=== Selection ===
Hailing strangers... yeah I bet the boy was feeling real good. But the part that scared me was he laid his head down and dozed off... he could've *not* "woke up and got real happy". 

And now all they can do is just retrain the staff??


----------



## Steve (Apr 12, 2011)

I heard this on the radio the other day and I've been mulling it over in my head. 

In my brain, I can't even imagine a situation in which this mistake is made.  At 15 months old, this guy is... maybe...  drinking out of a regular cup.   My 1 year old could use a straw, but the cups they brought the kids' drinks out in was plastic, with a lid and a straw.  Not anything remotely resembling a cup into which someone would pour alcohol.  Logistically, non-alcoholic drinks in most restaurants come from the back, while the alcoholic drinks come from the bar.  The cups for the kids are usually kept in a completely different situation.  We've all, I'm sure, been at a restaurant where a few people get their sodas first and the server says, "I'll go check on that beer at the bar."  

I guess what I'm suggesting is that there's more to this story than negligence.  I don't know what, but I can't believe that this was a mistake.


----------



## jks9199 (Apr 12, 2011)

I'm skeptical myself.  I've been advised that Applebees actually does serve in sippy cups for kids; I've not seen it myself, but I consider the source trustworthy.

But apple juice and marg mix don't look the same.  They don't smell the same.  I have trouble buying a 15 month old drinking marg mix; it's more bitter than they usually like.


----------



## LuckyKBoxer (Apr 12, 2011)

stevebjj said:


> I heard this on the radio the other day and I've been mulling it over in my head.
> 
> In my brain, I can't even imagine a situation in which this mistake is made. At 15 months old, this guy is... maybe... drinking out of a regular cup. My 1 year old could use a straw, but the cups they brought the kids' drinks out in was plastic, with a lid and a straw. Not anything remotely resembling a cup into which someone would pour alcohol. Logistically, non-alcoholic drinks in most restaurants come from the back, while the alcoholic drinks come from the bar. The cups for the kids are usually kept in a completely different situation. We've all, I'm sure, been at a restaurant where a few people get their sodas first and the server says, "I'll go check on that beer at the bar."
> 
> I guess what I'm suggesting is that there's more to this story than negligence. I don't know what, but I can't believe that this was a mistake.


 
ya I have a 5 year old and a 2 year old as well... I know they bring those plastic cups out to the kids, I was thinking about it as well but never bothered following up on the story. My initial thoughts are that one of the waiters, or kitchen staff was drinking alcohol and hiding it in a plastic kids cup, and somehow when the waiter brought out the drinks the alcohol hiding cup got mixed in by mistake.
===
▶ [Parts of the exercise]
1. In the forum thread about a toddler served alcohol at a restaurant, what has jks9199 been told Applebees serves kids' drinks in?
2. Pick up the forum thread about a toddler served alcohol at a restaurant right after its final post and write what comes next.
=== Dataset content ===
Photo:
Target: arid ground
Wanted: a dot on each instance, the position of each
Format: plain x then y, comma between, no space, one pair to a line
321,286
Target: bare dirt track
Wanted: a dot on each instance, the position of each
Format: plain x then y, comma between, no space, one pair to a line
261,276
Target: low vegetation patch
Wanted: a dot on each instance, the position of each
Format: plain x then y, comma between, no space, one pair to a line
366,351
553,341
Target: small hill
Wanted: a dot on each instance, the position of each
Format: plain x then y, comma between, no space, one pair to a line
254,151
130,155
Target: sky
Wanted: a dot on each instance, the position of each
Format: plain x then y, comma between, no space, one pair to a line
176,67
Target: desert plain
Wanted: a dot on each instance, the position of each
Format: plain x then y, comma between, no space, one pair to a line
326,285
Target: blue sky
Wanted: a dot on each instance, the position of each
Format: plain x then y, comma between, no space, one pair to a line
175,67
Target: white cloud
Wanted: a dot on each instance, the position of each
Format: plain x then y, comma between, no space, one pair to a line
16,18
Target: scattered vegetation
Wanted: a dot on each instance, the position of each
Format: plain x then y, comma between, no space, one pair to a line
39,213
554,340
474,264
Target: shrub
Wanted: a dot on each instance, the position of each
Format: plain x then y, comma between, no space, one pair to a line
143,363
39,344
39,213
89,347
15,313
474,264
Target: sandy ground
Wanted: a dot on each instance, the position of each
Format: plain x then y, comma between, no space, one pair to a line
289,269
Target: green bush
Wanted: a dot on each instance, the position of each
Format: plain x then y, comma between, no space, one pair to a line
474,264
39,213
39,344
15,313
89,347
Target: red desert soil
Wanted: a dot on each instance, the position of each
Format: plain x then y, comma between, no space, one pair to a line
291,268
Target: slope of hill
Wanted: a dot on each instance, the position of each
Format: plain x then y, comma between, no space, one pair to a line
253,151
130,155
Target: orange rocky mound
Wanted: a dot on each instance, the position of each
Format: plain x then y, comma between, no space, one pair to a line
===
▶ [Answers by task]
1. Sippy cups.

2.
----------



## CoryKS (Apr 12, 2011)

I could swear that I saw this article a while back and it was a case where the server gave a squawling kid an alcoholic drink to make him simmer down.  Don't remember if it was Applebee's or TGI Fridays or what, but it was one of those clone-y bar/grill places.


----------



## Steve (Apr 12, 2011)

CoryKS said:


> I could swear that I saw this article a while back and it was a case where the server gave a squawling kid an alcoholic drink to make him simmer down.  Don't remember if it was Applebee's or TGI Fridays or what, but it was one of those clone-y bar/grill places.


If it's this, and it was my kid, my rational mind would be saying, "sue, sue, sue."  But honestly, I'd beat the s*** out of that waiter and forego the money.


----------



## crushing (Apr 12, 2011)

jks9199 said:


> I'm skeptical myself. I've been advised that Applebees actually does serve in sippy cups for kids; I've not seen it myself, but I consider the source trustworthy.
> 
> But apple juice and marg mix don't look the same. They don't smell the same. I have trouble buying a 15 month old drinking marg mix; it's more bitter than they usually like.


 
I am skeptical as well.  http://www.snopes.com/horrors/food/chili.asp


----------



## MA-Caver (Apr 12, 2011)

stevebjj said:


> If it's this, and it was my kid, my rational mind would be saying, "sue, sue, sue."  But honestly, I'd beat the s*** out of that waiter and forego the money.


Ahhh true... and I would probably help hold the sucker down while you do it... however... because you didn't sue... won't mean they won't sue you for beating the crap outta them. So better hurt 'em where it'll hurt the most... the wallet... 

I suspect that it was either a bad joke or as CoryKS and LuckyKBoxer said... intentionally to get the kid to shut up or carelessly left their drink cup... I'm kinda cringing on that because having worked in/around restaurants for well over 20+ years ... I can't see being THAT stupid either as a server or as a kitchen staff to leave a "you're fired" drink sitting around where someone can pick it up... But then again... people *ARE* capable of being that monumentally stupid. 
:idunno: it'd be interesting to see "the rest of the story"... but doubtful that it will appear... unless it's sensational.


----------



## Bill Mattocks (Apr 12, 2011)

I don't understand how there are not Muslims or Sharia Law involved here.  You mean bad things happen without Muslims doing them?  Maybe there was an illegal alien involved somehow.


----------



## CoryKS (Apr 12, 2011)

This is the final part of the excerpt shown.